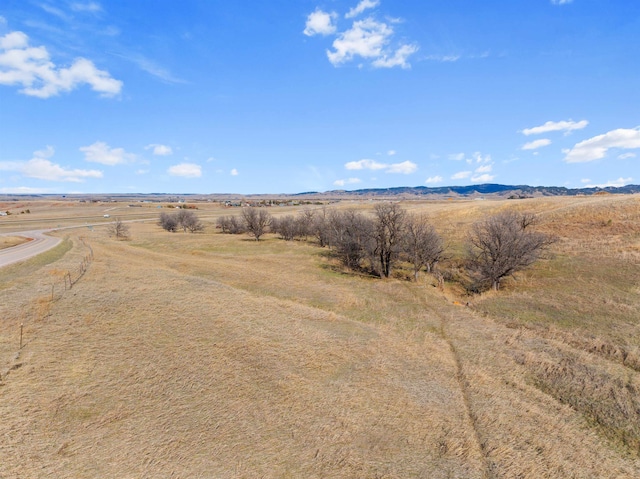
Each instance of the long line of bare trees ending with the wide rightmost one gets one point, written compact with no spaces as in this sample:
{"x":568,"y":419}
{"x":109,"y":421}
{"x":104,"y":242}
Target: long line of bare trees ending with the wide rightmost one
{"x":496,"y":246}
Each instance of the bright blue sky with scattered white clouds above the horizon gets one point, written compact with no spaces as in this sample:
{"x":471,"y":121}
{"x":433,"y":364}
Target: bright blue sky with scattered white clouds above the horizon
{"x":208,"y":96}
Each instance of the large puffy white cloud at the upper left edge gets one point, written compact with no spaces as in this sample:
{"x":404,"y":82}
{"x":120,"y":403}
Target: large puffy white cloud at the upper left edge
{"x":32,"y":69}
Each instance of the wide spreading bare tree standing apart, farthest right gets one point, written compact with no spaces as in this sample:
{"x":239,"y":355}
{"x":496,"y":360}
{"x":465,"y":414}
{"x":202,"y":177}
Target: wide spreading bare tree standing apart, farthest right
{"x":503,"y":244}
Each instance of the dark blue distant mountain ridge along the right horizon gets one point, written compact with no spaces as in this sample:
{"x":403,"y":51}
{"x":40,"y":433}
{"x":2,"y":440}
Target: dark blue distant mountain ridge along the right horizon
{"x":517,"y":191}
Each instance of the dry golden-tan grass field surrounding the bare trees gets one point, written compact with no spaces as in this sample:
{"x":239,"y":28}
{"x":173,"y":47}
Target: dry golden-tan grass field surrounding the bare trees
{"x":215,"y":356}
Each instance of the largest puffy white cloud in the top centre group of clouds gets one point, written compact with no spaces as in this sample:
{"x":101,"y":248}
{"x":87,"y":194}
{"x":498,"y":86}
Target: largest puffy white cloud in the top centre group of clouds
{"x":369,"y":39}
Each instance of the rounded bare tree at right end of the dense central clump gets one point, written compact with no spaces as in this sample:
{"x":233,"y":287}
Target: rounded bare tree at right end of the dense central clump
{"x":422,"y":245}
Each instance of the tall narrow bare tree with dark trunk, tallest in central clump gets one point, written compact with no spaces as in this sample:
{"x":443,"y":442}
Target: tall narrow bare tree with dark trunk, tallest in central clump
{"x":388,"y":233}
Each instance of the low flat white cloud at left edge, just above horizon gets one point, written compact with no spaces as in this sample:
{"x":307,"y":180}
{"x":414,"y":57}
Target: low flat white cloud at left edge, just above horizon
{"x":39,"y":167}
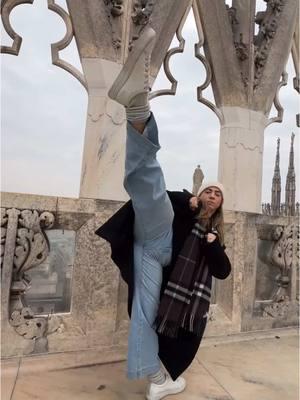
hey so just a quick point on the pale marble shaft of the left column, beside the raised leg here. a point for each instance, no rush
(104, 146)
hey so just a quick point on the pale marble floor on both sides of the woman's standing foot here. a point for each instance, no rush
(254, 369)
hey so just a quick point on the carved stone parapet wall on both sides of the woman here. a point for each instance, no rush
(47, 240)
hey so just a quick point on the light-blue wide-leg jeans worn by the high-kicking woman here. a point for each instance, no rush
(144, 182)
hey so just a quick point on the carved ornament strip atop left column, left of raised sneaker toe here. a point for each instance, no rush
(114, 10)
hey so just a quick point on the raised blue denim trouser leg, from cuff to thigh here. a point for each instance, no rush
(145, 184)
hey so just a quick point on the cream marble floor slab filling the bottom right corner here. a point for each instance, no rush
(256, 370)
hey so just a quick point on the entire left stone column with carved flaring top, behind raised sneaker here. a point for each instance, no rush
(105, 31)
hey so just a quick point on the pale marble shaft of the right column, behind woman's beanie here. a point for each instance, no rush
(241, 158)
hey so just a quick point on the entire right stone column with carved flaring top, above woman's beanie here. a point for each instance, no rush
(245, 73)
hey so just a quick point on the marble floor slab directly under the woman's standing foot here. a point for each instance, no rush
(108, 382)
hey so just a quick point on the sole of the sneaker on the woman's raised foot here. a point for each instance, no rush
(130, 64)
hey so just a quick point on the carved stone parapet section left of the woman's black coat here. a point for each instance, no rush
(32, 252)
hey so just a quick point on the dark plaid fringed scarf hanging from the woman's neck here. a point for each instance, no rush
(186, 298)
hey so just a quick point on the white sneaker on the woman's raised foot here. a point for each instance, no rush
(133, 78)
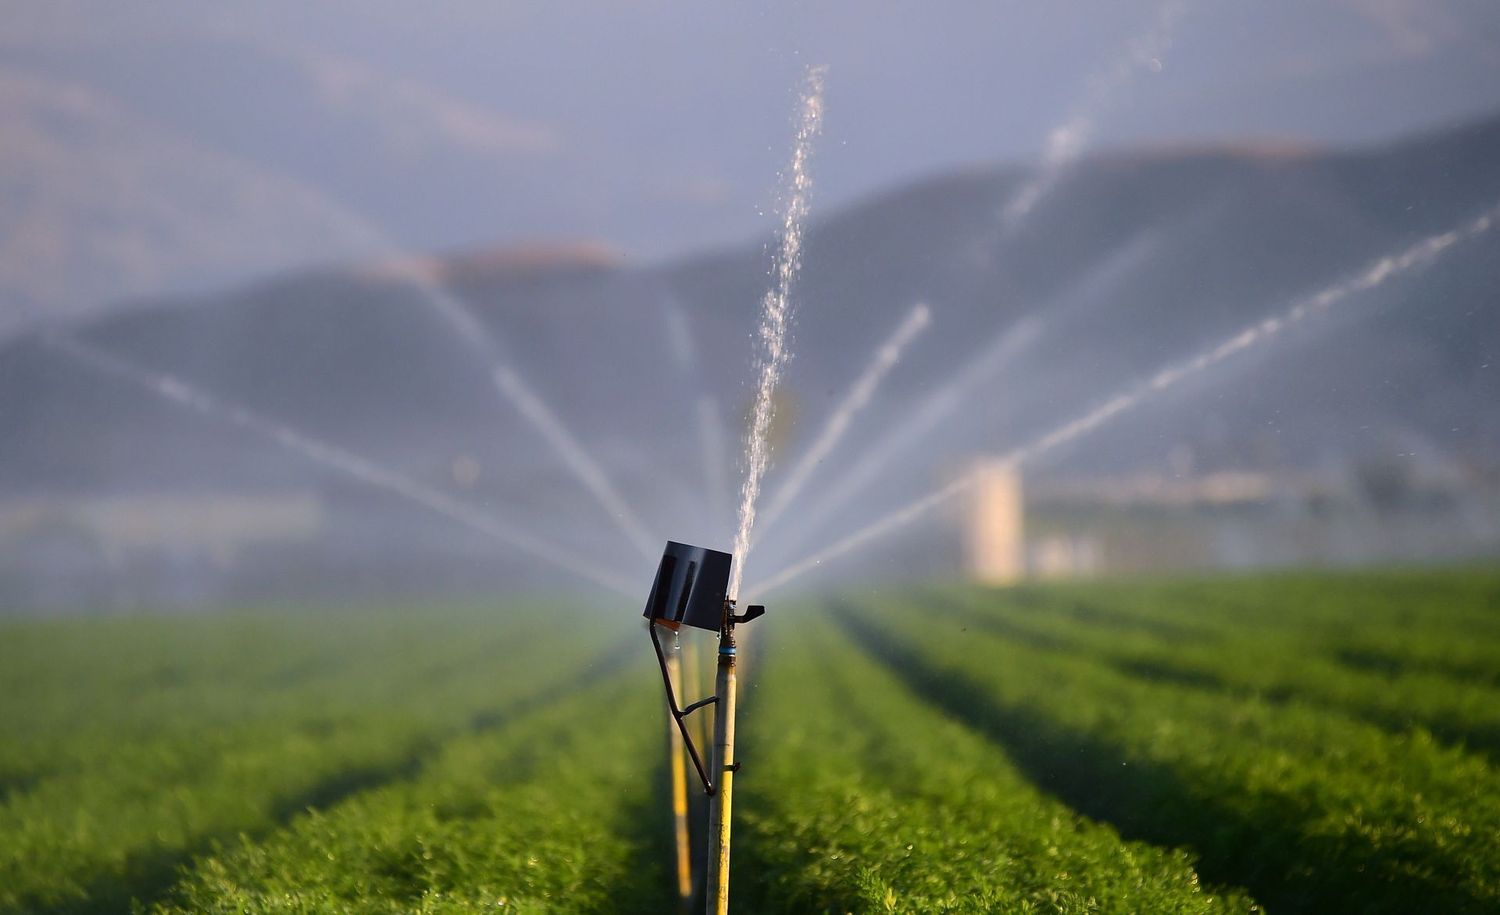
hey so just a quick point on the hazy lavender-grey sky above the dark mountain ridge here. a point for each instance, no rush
(334, 130)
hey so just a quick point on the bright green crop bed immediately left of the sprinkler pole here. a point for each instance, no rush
(562, 811)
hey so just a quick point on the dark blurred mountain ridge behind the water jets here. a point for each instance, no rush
(1129, 265)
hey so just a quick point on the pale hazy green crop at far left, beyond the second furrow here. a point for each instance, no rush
(79, 692)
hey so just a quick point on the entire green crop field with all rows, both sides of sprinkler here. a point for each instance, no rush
(1292, 743)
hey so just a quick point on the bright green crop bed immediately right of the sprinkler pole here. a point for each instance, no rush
(860, 797)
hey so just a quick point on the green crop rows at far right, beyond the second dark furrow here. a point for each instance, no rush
(1300, 646)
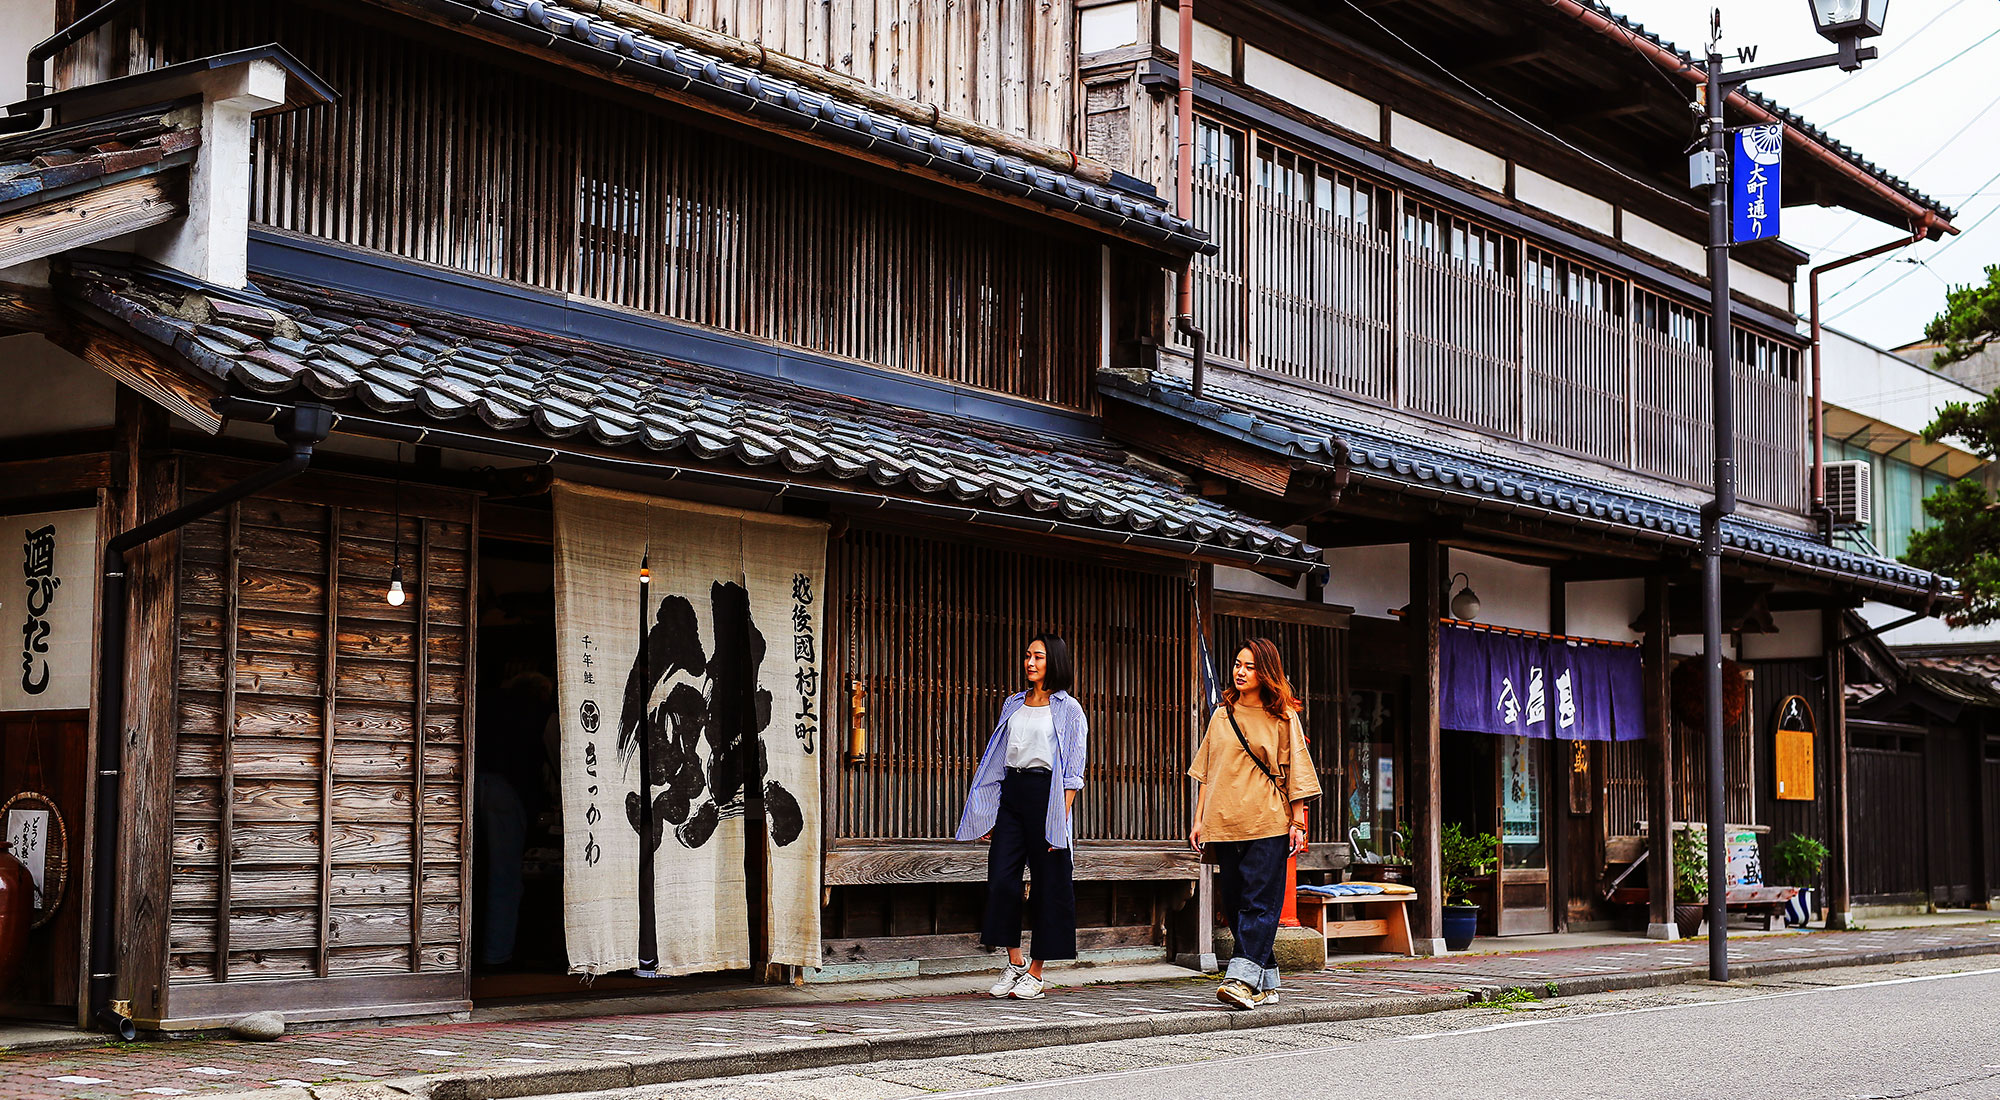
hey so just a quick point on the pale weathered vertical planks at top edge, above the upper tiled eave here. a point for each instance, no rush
(1003, 63)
_____
ACTION ITEM: Nothing in the records should be changed in the copy, but the pictures must be left out.

SOLUTION TO THIS TASK:
Each instance of the long line of bare trees ending with the wide rightmost one gets one point, written compact with no spaces as in this sample:
{"x":568,"y":419}
{"x":109,"y":421}
{"x":104,"y":242}
Target: long line of bare trees ending with the wide rightmost one
{"x":496,"y":246}
Each instance of the bright blue sky with scattered white clouds above the horizon gets one point, written compact with no spaces as in this sample:
{"x":471,"y":121}
{"x":433,"y":364}
Target: bright blue sky with scattered white clouds above the horizon
{"x":208,"y":96}
Each instance of the large puffy white cloud at the upper left edge gets one point, written compact with no spaces as in this sample:
{"x":404,"y":82}
{"x":120,"y":403}
Target: large puffy white cloud at the upper left edge
{"x":32,"y":69}
Each instance of the wide spreading bare tree standing apart, farthest right gets one point, written compact with no spaces as in this sample:
{"x":239,"y":355}
{"x":496,"y":360}
{"x":465,"y":414}
{"x":202,"y":177}
Target: wide spreading bare tree standing apart, farthest right
{"x":503,"y":244}
Each instance of the dark blue distant mountain ridge along the right horizon gets one point, written compact with no spaces as in this sample:
{"x":403,"y":51}
{"x":40,"y":433}
{"x":2,"y":440}
Target: dark blue distant mountain ridge along the right horizon
{"x":517,"y":191}
Each instance of the dry golden-tan grass field surrounding the bare trees gets one point, written compact with no spaces as in this sample:
{"x":239,"y":28}
{"x":173,"y":47}
Target: dry golden-tan grass field surrounding the bare trees
{"x":215,"y":356}
Each instance of the largest puffy white cloud in the top centre group of clouds gets one point, written compact with no spaces as in this sample:
{"x":101,"y":248}
{"x":87,"y":194}
{"x":498,"y":86}
Target: largest puffy white cloud in the top centre group of clouds
{"x":369,"y":39}
Each instance of the rounded bare tree at right end of the dense central clump gets one point, written compact with no spaces as in this sample:
{"x":233,"y":287}
Target: rounded bare tree at right end of the dense central clump
{"x":422,"y":245}
Each instance of the tall narrow bare tree with dark trunk, tallest in central clump gets one point, written compact with no spaces as in this sample:
{"x":443,"y":442}
Target: tall narrow bare tree with dark trunk, tallest in central clump
{"x":388,"y":233}
Each instance of the low flat white cloud at left edge, just above horizon gets one point, written compact with no spaces as in this sample:
{"x":307,"y":180}
{"x":414,"y":57}
Target: low flat white cloud at left edge, just above horizon
{"x":39,"y":167}
hey so just a quick point on the pale marble shaft of the left column, beside the raised leg here. a point for each instance, no rush
(104, 146)
hey so just a quick point on the pale marble floor on both sides of the woman's standing foot here. a point for each instance, no rush
(254, 369)
hey so just a quick point on the carved stone parapet wall on both sides of the woman here. a point for each instance, no rush
(47, 240)
hey so just a quick point on the light-blue wide-leg jeans worn by the high-kicking woman here. a point for each instance, no rush
(144, 182)
hey so just a quick point on the carved ornament strip atop left column, left of raised sneaker toe here. a point for each instance, no rush
(114, 10)
hey so just a quick point on the raised blue denim trouser leg, from cuff to thigh here. a point for each instance, no rush
(145, 184)
hey so just a quick point on the cream marble floor slab filling the bottom right corner here. a point for each instance, no rush
(256, 370)
hey so just a quick point on the entire left stone column with carved flaring top, behind raised sneaker here. a point for each instance, no rush
(105, 31)
hey so just a quick point on the pale marble shaft of the right column, behind woman's beanie here. a point for each instance, no rush
(241, 158)
hey so just a quick point on the entire right stone column with carved flaring top, above woman's beanie here. a point for each instance, no rush
(245, 73)
hey so just a quick point on the marble floor slab directly under the woman's standing foot here. a point for each instance, no rush
(108, 382)
hey so just a quick point on the sole of the sneaker on the woman's raised foot here. a point for each instance, no rush
(130, 64)
hey so just a quick point on the carved stone parapet section left of the woman's black coat here. a point for each instance, no rush
(32, 252)
hey so just a quick point on the dark plaid fringed scarf hanging from the woman's neck here. a point for each instance, no rush
(186, 298)
hey so just a quick point on the white sneaker on the woman's raised foot here. a point for each instance, no rush
(133, 78)
hey so just a quick point on the hazy lavender-grey sky above the dark mountain ridge here. a point for each instance, no rush
(334, 130)
hey so just a quick point on the bright green crop bed immediately left of the sprinkler pole here. a point for each instance, no rush
(562, 811)
hey so just a quick point on the dark blurred mountain ridge behind the water jets here. a point for each instance, no rush
(1129, 265)
hey so just a quick point on the pale hazy green crop at far left, beyond the second furrow here. a point for each instance, no rush
(79, 692)
hey so just a quick point on the entire green crop field with all rows, both sides of sprinkler here. a point for each instance, no rush
(1292, 743)
hey so just a quick point on the bright green crop bed immediately right of the sprinkler pole here. a point for each instance, no rush
(860, 797)
hey so just a quick point on the green crop rows at far right, beyond the second dark furrow here. a point for each instance, no rush
(1300, 646)
hey so just a quick point on the pale weathered vertical planks at top edge, above the upper tiled eave here. a point for each instance, no rush
(1003, 63)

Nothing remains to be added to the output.